▸ TEXT EXCERPT
---*---

Sometimes the answer is simple.  The way to get over not writing is to write.  And so you get this.  I’m sitting at one of my desks— yes, I have two but it’s too complicated to explain why.  Anyway, I’m listening to the hawk in the next-door neighbor’s tree screech through my open window, hoping he hasn’t nested there since he woke me up at 5:30 this morning.  He hasn’t stopped yacking since.  

Outside in the garden, the last of the daylilies are blooming.  When I realized this earlier, my stomach lurched a little.  By the end of July, those orange trumpeters pass, leaving spent blossoms that hang like empty-fingered gloves from browning stalks.  Soon the gifts of August arrive— the blazing blue skies and cool nights, my sister’s visit from Australia, our daughter’s eighteenth birthday.  But August also brings this.  One month from today, we pack up our girl and deliver her to a dorm room a couple of hours away.  For the last two-plus years, I’ve been working hard at rebuilding a life, knowing the whole time that it was an interim thing.  The real rebuilding starts on August 27.

---*---

▸ ITEMS
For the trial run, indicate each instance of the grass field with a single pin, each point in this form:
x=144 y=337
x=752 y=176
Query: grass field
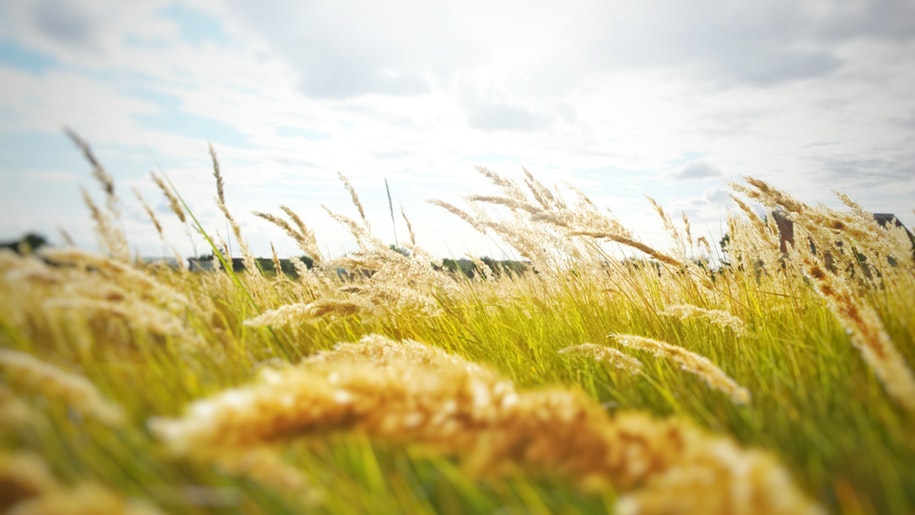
x=609 y=377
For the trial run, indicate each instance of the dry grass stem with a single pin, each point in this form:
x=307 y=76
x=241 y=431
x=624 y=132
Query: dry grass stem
x=355 y=198
x=715 y=316
x=610 y=355
x=27 y=373
x=174 y=203
x=421 y=395
x=689 y=361
x=296 y=314
x=867 y=333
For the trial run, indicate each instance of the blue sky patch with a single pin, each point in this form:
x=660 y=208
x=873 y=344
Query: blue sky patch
x=301 y=132
x=15 y=55
x=33 y=150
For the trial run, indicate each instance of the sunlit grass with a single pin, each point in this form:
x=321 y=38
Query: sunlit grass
x=150 y=341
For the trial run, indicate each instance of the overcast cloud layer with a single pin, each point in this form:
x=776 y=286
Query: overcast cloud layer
x=667 y=98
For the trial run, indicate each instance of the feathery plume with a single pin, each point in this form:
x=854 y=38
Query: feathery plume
x=610 y=355
x=689 y=361
x=715 y=316
x=28 y=373
x=174 y=203
x=411 y=393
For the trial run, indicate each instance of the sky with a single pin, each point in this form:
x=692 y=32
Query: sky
x=622 y=99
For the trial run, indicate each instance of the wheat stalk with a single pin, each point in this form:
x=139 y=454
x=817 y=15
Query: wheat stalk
x=412 y=393
x=689 y=361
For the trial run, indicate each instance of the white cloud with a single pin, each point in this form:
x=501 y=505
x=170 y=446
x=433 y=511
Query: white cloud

---*---

▸ WORK TO COMPLETE
Repeat the piece about the hawk, the last daylilies and the coming move to a dorm word for word, from its first sentence to its last.

▸ ANSWER FOR THIS EXERCISE
Sometimes the answer is simple.  The way to get over not writing is to write.  And so you get this.  I’m sitting at one of my desks— yes, I have two but it’s too complicated to explain why.  Anyway, I’m listening to the hawk in the next-door neighbor’s tree screech through my open window, hoping he hasn’t nested there since he woke me up at 5:30 this morning.  He hasn’t stopped yacking since.  

Outside in the garden, the last of the daylilies are blooming.  When I realized this earlier, my stomach lurched a little.  By the end of July, those orange trumpeters pass, leaving spent blossoms that hang like empty-fingered gloves from browning stalks.  Soon the gifts of August arrive— the blazing blue skies and cool nights, my sister’s visit from Australia, our daughter’s eighteenth birthday.  But August also brings this.  One month from today, we pack up our girl and deliver her to a dorm room a couple of hours away.  For the last two-plus years, I’ve been working hard at rebuilding a life, knowing the whole time that it was an interim thing.  The real rebuilding starts on August 27.